Version 0.3.1
Updated 29/06/04
Application view

The point of KHTMLScrub is to remove unwanted tags and attributes from html files. Once the options are set you can apply the options to as many htmls as you want, and KHTMLScrub will also give you a preview of how the altered document looks, before you save them.

This program came about from a simple request at Groklaw about a GUI frontend for html_scrub.

I started coding one up, but had problems making my program behave as I wanted it too. So after a couple of re-writes, I ended up implementing on its own.

Since 0.3 KHTMLScrub is a Kpart application, which means it can be used as a plugin for Quanta.



The current available files are:


To install simply follow these simple steps

	$ tar khtmlscrub-version.tar.gz
	$ cd khtmlscrub-version
	$ ./configure
	$ make
	$ su
	# make install

By default this will install KHTMLScrub under the /usr/local/kde prefix. TTo alter where its installed add --prefix=thepathtoinstall as an option to configure. Usually this is something like /usr or /opt/kde.


The basic operation of KHTMLSCrub is very simple. You set the options you want. Open the document and hit "Apply options" then KHTMLScrub will process the document for you, and provide a HTML preview and a Document Source preview so you can see exactly what KHTMLScrub has done.

You can play around with the options, and keep hitting apply until your happy with the result. Then simply save the document. You can also save and load the options, as well as set them as defaults.

KHTMLScrub tries as much as possible to save the original formatting of the HTML source. Including the case of tags and attributes, even though it uses case insensitive searches itself.

________

# WRITTEN TASK 1
Please write out the stretch of the KHTMLScrub page from "The basic operation" through "them as defaults.", switching "preview" to "display".
# WRITTEN TASK 2
Resume the KHTMLScrub page after its final sentence.

# RAW DATA
________

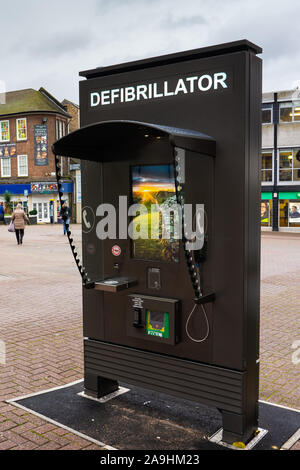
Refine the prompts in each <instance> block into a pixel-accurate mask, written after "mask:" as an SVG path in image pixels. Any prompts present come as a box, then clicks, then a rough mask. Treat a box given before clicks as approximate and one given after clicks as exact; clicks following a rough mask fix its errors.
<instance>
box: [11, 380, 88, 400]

________

# WRITTEN ANSWER 1
The basic operation of KHTMLSCrub is very simple. You set the options you want. Open the document and hit "Apply options" then KHTMLScrub will process the document for you, and provide a HTML display and a Document Source display so you can see exactly what KHTMLScrub has done.

You can play around with the options, and keep hitting apply until your happy with the result. Then simply save the document. You can also save and load the options, as well as set them as defaults.

# WRITTEN ANSWER 2
The most important part of KHTMLScrub is the options. this is where you set the behaviour of the program.

Options window

On the left is a list of currently set options. It lists the tag/attribute name and what action should be taken when the program finds that tag/attribute.

Next to the list are three buttons. Which can add, edit or remove options from the list.

At the bottom is the default action setting. Which lets you select what happens to tags, that aren't listed in the options list.

The other button on this page is the Apply Options. This applies the currently set options to the open Document. This is not an accumulative action. Which means you can play about with the options as much as you like, adding and removing them, and its the original document the options are always applied too.

Add/Edit Options Dialog

When you press add or edit option, this is the dialog that appears.

Edit options dialog

Starting at the top, The first thing is the tag itself. followed by the action that should be taken when the tag is encountered/

Keep tags This simply tells the program not to do anything to these tags. If you select this option you can then also add options for the attributes.

Warn about tags When the program is applying the options to the document, it will pop up a dialog asking you what you want to do with each occurrence of the tag.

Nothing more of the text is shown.